(WHAT TO PRODUCE): Every line from the one containing "Locate every instance of the white knit" to the end of the records below should be returned exactly; pictures are to be dropped.

Collected data entries
Start of Block

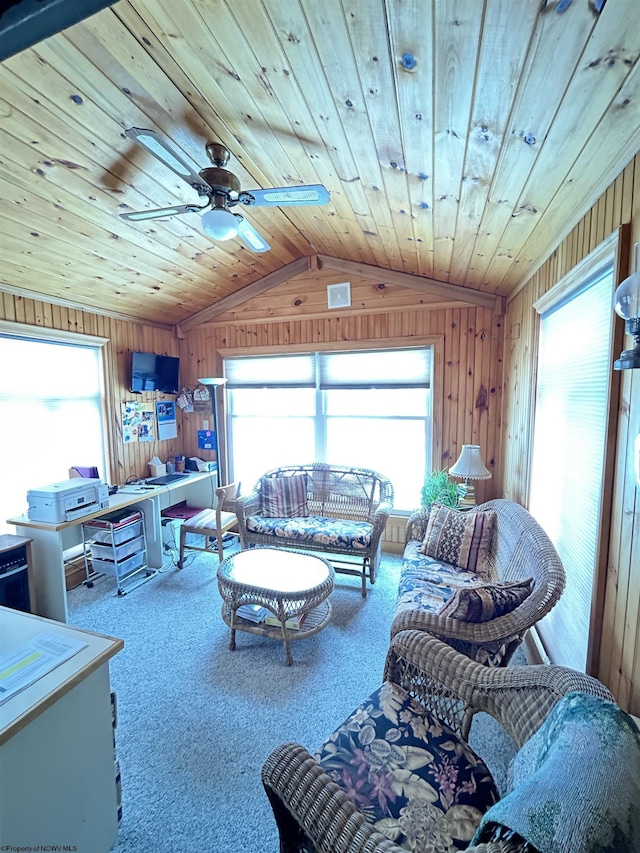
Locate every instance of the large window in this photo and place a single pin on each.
(51, 415)
(569, 450)
(366, 408)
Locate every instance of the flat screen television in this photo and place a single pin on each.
(151, 372)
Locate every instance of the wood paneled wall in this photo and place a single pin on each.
(619, 651)
(474, 341)
(124, 337)
(470, 393)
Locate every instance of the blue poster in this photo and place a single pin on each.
(206, 439)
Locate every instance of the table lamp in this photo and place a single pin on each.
(469, 466)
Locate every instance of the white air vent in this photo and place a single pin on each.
(339, 295)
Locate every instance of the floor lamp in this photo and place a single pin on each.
(215, 382)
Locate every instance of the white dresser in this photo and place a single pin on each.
(57, 767)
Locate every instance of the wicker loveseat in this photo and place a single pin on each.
(519, 550)
(336, 509)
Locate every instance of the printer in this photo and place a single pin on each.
(67, 500)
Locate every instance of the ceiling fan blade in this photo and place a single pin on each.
(160, 148)
(250, 236)
(285, 196)
(158, 213)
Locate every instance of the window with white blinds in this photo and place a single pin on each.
(51, 415)
(367, 408)
(570, 435)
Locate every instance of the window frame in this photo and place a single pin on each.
(611, 252)
(61, 336)
(437, 389)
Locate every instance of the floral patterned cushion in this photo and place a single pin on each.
(488, 601)
(315, 528)
(284, 497)
(462, 539)
(426, 584)
(409, 774)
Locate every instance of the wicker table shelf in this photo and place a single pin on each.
(288, 584)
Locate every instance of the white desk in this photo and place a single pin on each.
(58, 784)
(51, 540)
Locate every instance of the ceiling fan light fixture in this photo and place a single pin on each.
(220, 224)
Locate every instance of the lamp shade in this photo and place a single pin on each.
(469, 465)
(220, 224)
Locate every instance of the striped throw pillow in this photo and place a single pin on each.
(284, 497)
(462, 539)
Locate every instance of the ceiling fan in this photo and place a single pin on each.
(222, 189)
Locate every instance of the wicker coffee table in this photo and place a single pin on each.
(290, 585)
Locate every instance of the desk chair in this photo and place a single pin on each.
(211, 523)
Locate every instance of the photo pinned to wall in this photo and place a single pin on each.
(167, 426)
(138, 422)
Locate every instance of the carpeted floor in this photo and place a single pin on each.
(197, 721)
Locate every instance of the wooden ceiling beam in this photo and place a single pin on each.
(256, 288)
(415, 282)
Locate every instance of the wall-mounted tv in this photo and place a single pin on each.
(151, 372)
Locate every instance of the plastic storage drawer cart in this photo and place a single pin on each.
(116, 545)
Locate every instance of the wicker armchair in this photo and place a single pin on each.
(313, 813)
(521, 549)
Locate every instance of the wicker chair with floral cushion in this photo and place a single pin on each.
(478, 579)
(399, 774)
(336, 509)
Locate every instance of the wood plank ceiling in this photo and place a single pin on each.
(460, 140)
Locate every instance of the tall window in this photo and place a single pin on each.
(51, 415)
(569, 451)
(364, 408)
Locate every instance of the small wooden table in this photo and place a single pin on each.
(291, 585)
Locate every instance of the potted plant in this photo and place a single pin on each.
(438, 488)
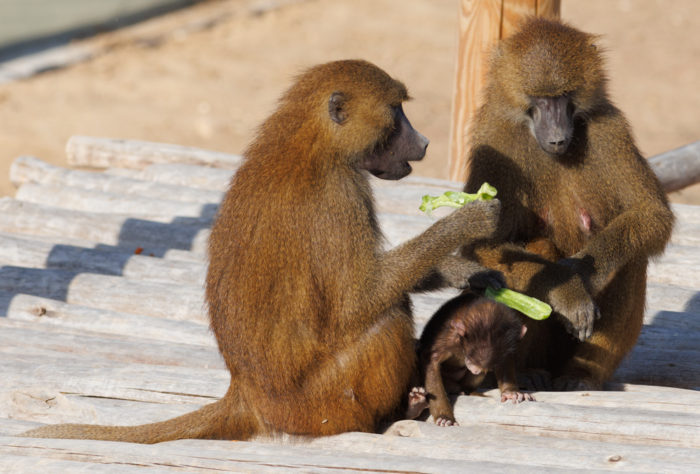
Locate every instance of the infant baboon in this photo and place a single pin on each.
(311, 316)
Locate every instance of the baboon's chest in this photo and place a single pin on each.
(568, 218)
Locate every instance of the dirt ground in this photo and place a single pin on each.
(207, 75)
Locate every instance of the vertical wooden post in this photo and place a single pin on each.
(481, 24)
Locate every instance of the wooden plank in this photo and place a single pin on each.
(45, 312)
(48, 341)
(200, 177)
(631, 425)
(234, 457)
(107, 152)
(678, 168)
(28, 169)
(24, 251)
(67, 374)
(118, 230)
(67, 197)
(164, 300)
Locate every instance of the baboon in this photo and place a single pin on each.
(467, 338)
(311, 316)
(568, 171)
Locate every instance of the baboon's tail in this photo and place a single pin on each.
(213, 421)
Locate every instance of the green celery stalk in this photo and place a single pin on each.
(457, 198)
(530, 307)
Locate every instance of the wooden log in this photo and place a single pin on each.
(28, 169)
(678, 168)
(118, 230)
(79, 199)
(481, 24)
(46, 312)
(27, 252)
(164, 300)
(479, 29)
(200, 177)
(108, 152)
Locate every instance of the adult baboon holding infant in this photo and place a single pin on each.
(582, 212)
(311, 316)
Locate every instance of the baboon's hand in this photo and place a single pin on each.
(486, 278)
(459, 272)
(574, 304)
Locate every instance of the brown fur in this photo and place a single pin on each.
(594, 199)
(467, 338)
(311, 317)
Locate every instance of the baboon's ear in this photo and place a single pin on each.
(336, 107)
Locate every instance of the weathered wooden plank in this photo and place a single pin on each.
(108, 152)
(79, 199)
(71, 374)
(631, 425)
(654, 362)
(661, 297)
(484, 442)
(47, 312)
(617, 395)
(165, 300)
(162, 252)
(118, 230)
(27, 252)
(28, 169)
(194, 176)
(238, 457)
(678, 168)
(16, 335)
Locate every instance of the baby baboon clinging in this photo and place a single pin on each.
(311, 317)
(467, 338)
(567, 170)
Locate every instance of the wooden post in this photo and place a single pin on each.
(481, 24)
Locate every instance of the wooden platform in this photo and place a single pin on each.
(102, 321)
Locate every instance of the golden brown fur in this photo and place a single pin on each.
(592, 196)
(311, 316)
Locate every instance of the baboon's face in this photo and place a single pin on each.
(390, 158)
(551, 123)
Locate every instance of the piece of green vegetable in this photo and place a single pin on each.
(457, 198)
(530, 307)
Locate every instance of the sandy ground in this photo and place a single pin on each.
(207, 75)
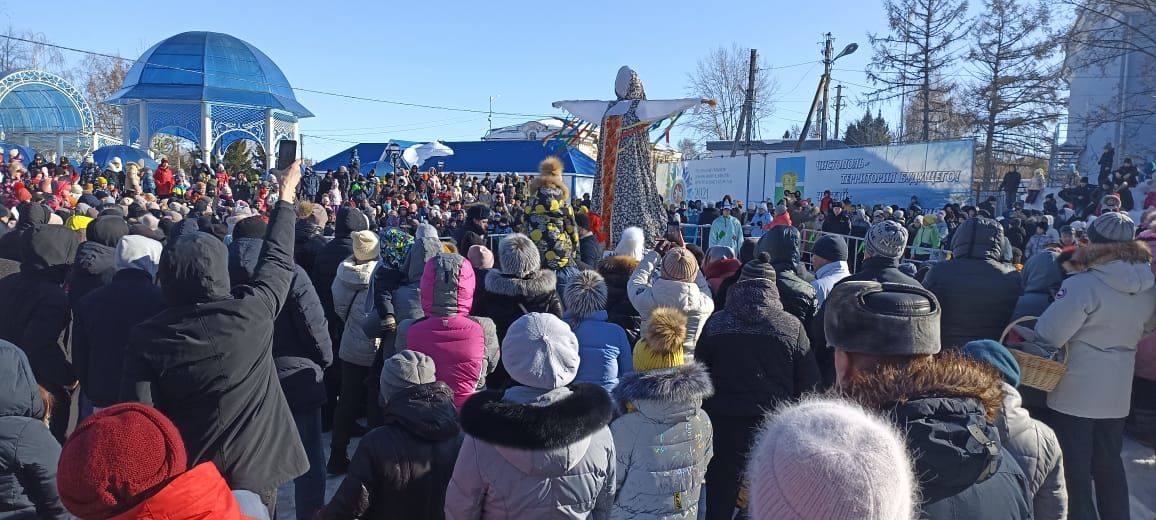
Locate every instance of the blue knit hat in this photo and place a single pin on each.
(994, 354)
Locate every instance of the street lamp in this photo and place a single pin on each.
(394, 151)
(828, 61)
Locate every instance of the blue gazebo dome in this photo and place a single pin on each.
(209, 67)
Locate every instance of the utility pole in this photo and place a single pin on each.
(748, 105)
(828, 51)
(838, 105)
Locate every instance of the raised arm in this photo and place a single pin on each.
(275, 268)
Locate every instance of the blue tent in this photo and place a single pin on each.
(127, 155)
(511, 157)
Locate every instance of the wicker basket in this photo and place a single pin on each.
(1035, 371)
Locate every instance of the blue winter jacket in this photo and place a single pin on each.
(604, 350)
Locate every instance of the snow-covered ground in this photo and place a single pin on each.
(1139, 462)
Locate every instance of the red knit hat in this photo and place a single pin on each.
(118, 458)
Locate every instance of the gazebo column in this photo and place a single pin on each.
(146, 136)
(206, 134)
(271, 140)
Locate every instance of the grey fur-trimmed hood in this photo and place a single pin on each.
(539, 282)
(689, 383)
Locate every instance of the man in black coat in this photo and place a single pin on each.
(325, 270)
(96, 258)
(206, 359)
(978, 291)
(301, 353)
(402, 469)
(782, 243)
(473, 231)
(35, 313)
(883, 246)
(758, 358)
(104, 318)
(590, 251)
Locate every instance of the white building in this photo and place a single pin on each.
(1111, 73)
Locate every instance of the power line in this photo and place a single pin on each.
(299, 89)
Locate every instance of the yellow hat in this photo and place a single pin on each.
(79, 222)
(661, 343)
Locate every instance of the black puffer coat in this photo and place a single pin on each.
(31, 215)
(616, 272)
(325, 266)
(35, 313)
(102, 321)
(508, 297)
(301, 336)
(308, 243)
(402, 468)
(758, 355)
(28, 452)
(96, 258)
(978, 291)
(206, 359)
(939, 402)
(798, 295)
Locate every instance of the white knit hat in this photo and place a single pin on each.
(365, 245)
(830, 459)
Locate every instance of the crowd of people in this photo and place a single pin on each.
(497, 363)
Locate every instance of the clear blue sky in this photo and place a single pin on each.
(459, 53)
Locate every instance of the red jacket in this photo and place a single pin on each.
(199, 493)
(164, 183)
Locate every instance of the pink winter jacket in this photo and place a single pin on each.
(464, 348)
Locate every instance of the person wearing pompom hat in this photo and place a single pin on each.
(550, 221)
(1030, 441)
(543, 430)
(662, 431)
(128, 461)
(349, 290)
(602, 346)
(681, 286)
(519, 286)
(402, 468)
(830, 459)
(758, 356)
(1099, 314)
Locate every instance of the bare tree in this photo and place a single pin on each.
(20, 50)
(103, 76)
(1016, 93)
(723, 75)
(913, 56)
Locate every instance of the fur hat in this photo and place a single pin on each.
(585, 295)
(540, 351)
(481, 257)
(632, 243)
(367, 246)
(518, 255)
(680, 265)
(661, 344)
(118, 458)
(1112, 227)
(831, 249)
(405, 369)
(884, 319)
(831, 459)
(887, 239)
(758, 268)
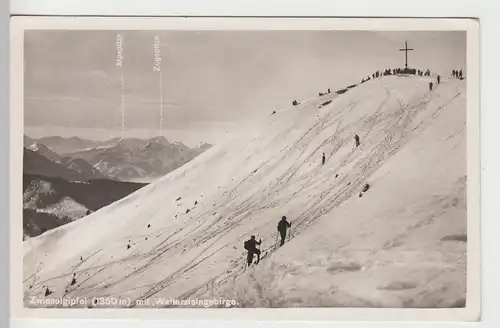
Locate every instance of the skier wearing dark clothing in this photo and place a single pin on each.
(251, 246)
(282, 225)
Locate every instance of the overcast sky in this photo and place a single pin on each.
(212, 80)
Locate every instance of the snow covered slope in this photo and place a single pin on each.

End of Block

(OUTPUT BELOW):
Locate every instance of the white knit hat in this photo and place a single pin on each.
(365, 245)
(830, 459)
Locate every instance of the crowd of people in this photo and place a single pin on each.
(497, 363)
Locate every instance of the clear blue sky in this photo and place a single pin on each.
(459, 53)
Locate every instance of the red jacket in this photo and place a single pin on each.
(199, 493)
(164, 183)
Locate every instance of the pink winter jacket in this photo and place a single pin on each.
(464, 348)
Locate every instance of the person wearing pompom hat in this photo and place a single pin on each.
(550, 221)
(1030, 441)
(543, 430)
(662, 431)
(128, 461)
(349, 290)
(602, 346)
(681, 286)
(519, 286)
(402, 468)
(830, 459)
(758, 356)
(1099, 314)
Locate every instance of the bare tree in this photo and place a single pin on each.
(20, 50)
(103, 76)
(1016, 93)
(723, 75)
(913, 56)
Locate every instance of the fur hat in this photo and place a single pin on each.
(585, 295)
(540, 351)
(481, 257)
(632, 243)
(367, 246)
(518, 255)
(680, 265)
(661, 344)
(118, 458)
(1112, 227)
(831, 249)
(405, 369)
(884, 319)
(831, 459)
(887, 239)
(758, 268)
Locate every instance of the skier wearing dark clothing in this photo and place a single pin on each.
(251, 246)
(282, 225)
Locate every instance of the overcast sky in this photo and place a single pin on each.
(212, 80)
Locate every instance of the snow covered slope in this photo and place a single pin on each.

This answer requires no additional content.